◆ What to work on
In your reply, write out the records exactly, each line intact.

◆ Data excerpts
________________________

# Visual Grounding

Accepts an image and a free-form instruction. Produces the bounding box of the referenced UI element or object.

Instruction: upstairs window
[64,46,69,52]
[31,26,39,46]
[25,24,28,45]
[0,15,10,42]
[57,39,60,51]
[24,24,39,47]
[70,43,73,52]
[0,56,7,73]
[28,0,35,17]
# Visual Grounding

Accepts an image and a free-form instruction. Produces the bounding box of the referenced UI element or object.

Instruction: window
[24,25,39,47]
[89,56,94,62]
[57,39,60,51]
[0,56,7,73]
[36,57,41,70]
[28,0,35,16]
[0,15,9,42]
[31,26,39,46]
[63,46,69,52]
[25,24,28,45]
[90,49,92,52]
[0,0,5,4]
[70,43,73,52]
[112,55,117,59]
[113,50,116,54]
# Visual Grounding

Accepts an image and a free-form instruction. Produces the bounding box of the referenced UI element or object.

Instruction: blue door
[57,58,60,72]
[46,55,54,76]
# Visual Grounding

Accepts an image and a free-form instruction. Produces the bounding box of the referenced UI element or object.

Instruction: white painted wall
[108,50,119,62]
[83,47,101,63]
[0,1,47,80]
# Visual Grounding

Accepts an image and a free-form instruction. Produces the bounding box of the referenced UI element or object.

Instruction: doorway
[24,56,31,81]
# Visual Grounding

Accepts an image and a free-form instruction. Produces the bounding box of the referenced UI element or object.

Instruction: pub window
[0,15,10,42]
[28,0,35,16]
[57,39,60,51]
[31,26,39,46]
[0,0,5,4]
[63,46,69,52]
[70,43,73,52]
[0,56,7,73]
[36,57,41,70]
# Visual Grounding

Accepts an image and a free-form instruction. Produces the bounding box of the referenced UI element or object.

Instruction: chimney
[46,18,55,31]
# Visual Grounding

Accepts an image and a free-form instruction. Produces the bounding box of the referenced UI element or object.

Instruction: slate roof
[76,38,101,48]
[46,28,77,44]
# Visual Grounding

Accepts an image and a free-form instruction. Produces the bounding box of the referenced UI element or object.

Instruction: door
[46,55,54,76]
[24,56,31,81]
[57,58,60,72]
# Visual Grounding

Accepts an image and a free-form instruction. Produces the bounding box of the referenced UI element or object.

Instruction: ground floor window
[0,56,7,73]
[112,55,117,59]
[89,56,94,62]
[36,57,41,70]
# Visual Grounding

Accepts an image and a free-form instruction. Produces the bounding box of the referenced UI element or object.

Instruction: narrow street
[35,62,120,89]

________________________

◆ Problem solution
# Visual Grounding

Accepts an image and a free-form instruction. Produces the bounding box of the referenced UI element or object.

Instruction: upstairs window
[64,46,69,52]
[31,26,39,46]
[25,24,28,45]
[0,15,10,42]
[57,39,60,51]
[24,24,39,47]
[70,43,73,52]
[0,56,7,73]
[28,0,35,17]
# Visual Grounding

Accepts an image and a free-form instruction. Produces the bounding box of the referenced UI element or object.

Instruction: window
[24,25,39,47]
[89,56,94,62]
[57,39,60,51]
[0,56,7,73]
[36,57,41,70]
[28,0,35,16]
[0,15,9,42]
[31,26,39,46]
[63,46,69,52]
[25,24,28,45]
[90,49,92,52]
[0,0,5,4]
[70,43,73,52]
[112,55,117,59]
[113,50,116,54]
# Visual Grounding

Accepts an image and a free-form instruction. Produces the bounding box of the referenced UI element or object.

Instruction: blue door
[57,58,60,72]
[46,55,54,76]
# Visual Grounding

Accepts an image and a free-form instruction. Produces the bounding box of the referenced UI element or object.

Instruction: white painted wall
[108,50,119,62]
[83,47,101,63]
[0,1,47,80]
# Visual Grounding

Accepts an image and a free-form instruction. Produces the bounding box of the referenced UI element or object.

Instruction: doorway
[24,56,31,81]
# Visual Grounding

Accepts an image and a free-form instruction. Produces the bounding box of the referenced UI element or object.

Instruction: pub window
[0,15,10,42]
[28,0,35,16]
[57,39,60,51]
[31,26,39,46]
[0,0,5,4]
[63,46,69,52]
[70,43,73,52]
[0,56,7,73]
[36,57,41,70]
# Visual Grounding

Accepts an image and a free-form instruction. Produces the bounding box of the referenced UI element or object.

Instruction: chimney
[46,18,55,31]
# Visual Grounding

Accepts an image and a free-form instruction. Produces the bounding box of the referenced UI element or object.

Instruction: slate roof
[76,38,101,48]
[46,28,77,44]
# Visual Grounding

Accepts an image and a free-form instruction. Produces the bounding box of the referenced UI element or object.

Instruction: door
[46,55,54,76]
[24,56,31,81]
[57,58,60,72]
# Visual Grounding

Accepts an image and a free-form instruction. Produces the bounding box of the referenced UI element or object.

Instruction: ground floor window
[0,56,7,73]
[112,55,117,59]
[89,56,94,62]
[36,57,41,70]
# Visual Grounding

Accepts an image and a free-form instruction. Produces the bounding box of the referenced UI element or object.

Instruction: narrow street
[35,62,120,89]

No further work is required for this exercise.